--- START ---

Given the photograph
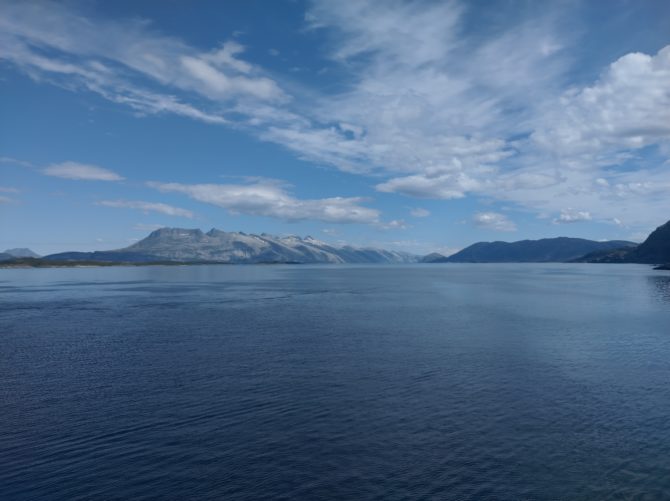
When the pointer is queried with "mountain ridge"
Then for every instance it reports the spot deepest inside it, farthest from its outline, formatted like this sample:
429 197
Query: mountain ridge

--- END ---

▶ _Work request_
Among the lines above, find those holding "ridge" and copy each one.

▶ _Task output_
When the pointer is queried with "mountain ridge"
Query: mountain ridge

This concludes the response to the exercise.